### Dokumentauszug

"Englisch gilt als Erweiterung der Muttersprache"
Interview: Saskia Eversloh
Welche Sprachen sind heute im Job gefragt? Entscheidend sind nicht die absoluten Zahlen, sondern langfristige Arbeitsmarktentwicklungen, die eigene Positionierung – und nicht zuletzt der Spaß an der Sprache. Das meint jedenfalls Dr. Klaus Waschik, Leiter des Landesspracheninstituts in der Ruhr-Universität Bochum (LSI). Dort werden Berufstätige in wenigen Wochen fit für ihre Auslandseinsätze gemacht.
Das Landesspracheninstitut startete in den 70ern mit Russisch, heute bieten Sie fast ein Dutzend Sprachen on- und offline an. Wer kommt hauptsächlich zu Ihnen?
Neben Studierenden, die ihre literatur- und sprachwissenschaftlichen Studiengänge durch aktive Sprachpraxis ergänzen wollen, kommen vor allem zwei Gruppen von Berufstätigen: Wirtschaftsvertreter und Ingenieure des gehobenen Managements, die sich bei uns insbesondere auf ihre Einsätze in China, Russland, Japan oder im arabischen Raum vorbereiten – und Personen, die im öffentlichen oder auch diplomatischen Dienst tätig sind. Außerdem sehr viele Journalisten, wir haben hier die meisten ARD- und ZDF-Auslandskorrespondenten ausgebildet.
Inwiefern ist das LSI für das gehobene Management besonders interessant?
Unsere speziellen Intensivkursformate – etwa für Japanisch oder Chinesisch – kommen dem engen Zeitfenster von Managern sehr entgegen, denn in der Regel lässt sich der kontinuierliche Besuch von wöchentlichen Kursen im beruflichen Alltag nicht durchhalten. Außerdem gehen die meisten Kurse in ihren praktischen Lehrsituationen besonders auf Geschäftsthematiken ein. Das LSI bietet zudem Blended-Learning-Formate (Präsenz und Online) an, etwa für Wirtschaftsrussisch. Weitere Möglichkeiten sind Inhouse-Veranstaltungen für Unternehmen oder auch individuelle Sprach-Coachings via Skype, die berufsintegriert und zeitlich flexibel durchgeführt werden können.

######
### Datenzeilen

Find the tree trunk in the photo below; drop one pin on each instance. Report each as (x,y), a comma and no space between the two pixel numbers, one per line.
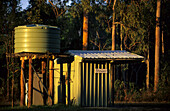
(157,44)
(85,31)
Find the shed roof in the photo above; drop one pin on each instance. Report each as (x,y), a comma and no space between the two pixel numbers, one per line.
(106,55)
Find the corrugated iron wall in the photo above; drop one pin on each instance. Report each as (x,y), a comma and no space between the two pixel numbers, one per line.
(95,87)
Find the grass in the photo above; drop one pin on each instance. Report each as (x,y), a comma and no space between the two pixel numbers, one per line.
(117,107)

######
### Datenzeilen

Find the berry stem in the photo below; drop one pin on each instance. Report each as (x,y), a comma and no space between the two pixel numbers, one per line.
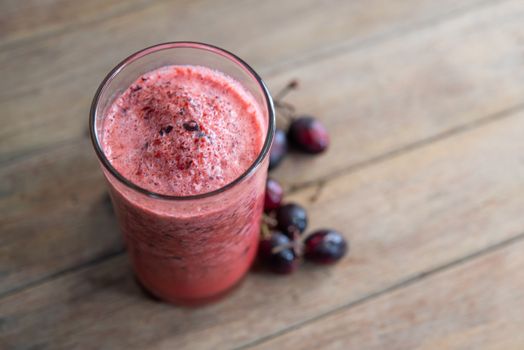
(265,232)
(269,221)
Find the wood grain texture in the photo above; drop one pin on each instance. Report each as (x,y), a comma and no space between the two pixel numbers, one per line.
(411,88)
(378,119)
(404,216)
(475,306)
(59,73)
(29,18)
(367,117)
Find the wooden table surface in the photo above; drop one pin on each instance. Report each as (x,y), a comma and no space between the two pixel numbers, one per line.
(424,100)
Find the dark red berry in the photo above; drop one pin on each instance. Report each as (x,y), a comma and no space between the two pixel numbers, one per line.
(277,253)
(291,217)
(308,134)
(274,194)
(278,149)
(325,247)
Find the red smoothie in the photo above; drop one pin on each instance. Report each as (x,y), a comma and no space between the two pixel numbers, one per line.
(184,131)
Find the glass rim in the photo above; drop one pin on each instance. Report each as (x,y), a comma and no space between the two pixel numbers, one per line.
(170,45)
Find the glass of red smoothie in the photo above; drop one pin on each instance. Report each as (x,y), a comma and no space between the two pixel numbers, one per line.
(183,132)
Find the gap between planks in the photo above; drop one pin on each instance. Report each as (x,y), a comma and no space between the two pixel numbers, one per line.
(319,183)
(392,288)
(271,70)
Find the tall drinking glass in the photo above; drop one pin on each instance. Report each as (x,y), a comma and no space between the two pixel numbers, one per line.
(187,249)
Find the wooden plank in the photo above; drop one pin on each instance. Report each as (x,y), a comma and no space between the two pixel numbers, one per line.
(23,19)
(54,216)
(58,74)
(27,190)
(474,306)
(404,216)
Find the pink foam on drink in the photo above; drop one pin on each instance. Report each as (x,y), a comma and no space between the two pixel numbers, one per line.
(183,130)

######
### Datenzeilen

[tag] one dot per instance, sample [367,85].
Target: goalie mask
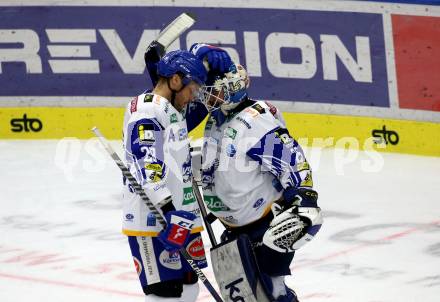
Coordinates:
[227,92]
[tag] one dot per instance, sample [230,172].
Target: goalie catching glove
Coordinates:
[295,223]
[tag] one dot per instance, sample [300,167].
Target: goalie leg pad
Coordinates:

######

Ihr Ziel
Schreiben Sie den gesamten Dokumentauszug wortgetreu ab.

Aufgabenergebnis
"Englisch gilt als Erweiterung der Muttersprache"
Interview: Saskia Eversloh
Welche Sprachen sind heute im Job gefragt? Entscheidend sind nicht die absoluten Zahlen, sondern langfristige Arbeitsmarktentwicklungen, die eigene Positionierung – und nicht zuletzt der Spaß an der Sprache. Das meint jedenfalls Dr. Klaus Waschik, Leiter des Landesspracheninstituts in der Ruhr-Universität Bochum (LSI). Dort werden Berufstätige in wenigen Wochen fit für ihre Auslandseinsätze gemacht.
Das Landesspracheninstitut startete in den 70ern mit Russisch, heute bieten Sie fast ein Dutzend Sprachen on- und offline an. Wer kommt hauptsächlich zu Ihnen?
Neben Studierenden, die ihre literatur- und sprachwissenschaftlichen Studiengänge durch aktive Sprachpraxis ergänzen wollen, kommen vor allem zwei Gruppen von Berufstätigen: Wirtschaftsvertreter und Ingenieure des gehobenen Managements, die sich bei uns insbesondere auf ihre Einsätze in China, Russland, Japan oder im arabischen Raum vorbereiten – und Personen, die im öffentlichen oder auch diplomatischen Dienst tätig sind. Außerdem sehr viele Journalisten, wir haben hier die meisten ARD- und ZDF-Auslandskorrespondenten ausgebildet.
Inwiefern ist das LSI für das gehobene Management besonders interessant?
Unsere speziellen Intensivkursformate – etwa für Japanisch oder Chinesisch – kommen dem engen Zeitfenster von Managern sehr entgegen, denn in der Regel lässt sich der kontinuierliche Besuch von wöchentlichen Kursen im beruflichen Alltag nicht durchhalten. Außerdem gehen die meisten Kurse in ihren praktischen Lehrsituationen besonders auf Geschäftsthematiken ein. Das LSI bietet zudem Blended-Learning-Formate (Präsenz und Online) an, etwa für Wirtschaftsrussisch. Weitere Möglichkeiten sind Inhouse-Veranstaltungen für Unternehmen oder auch individuelle Sprach-Coachings via Skype, die berufsintegriert und zeitlich flexibel durchgeführt werden können.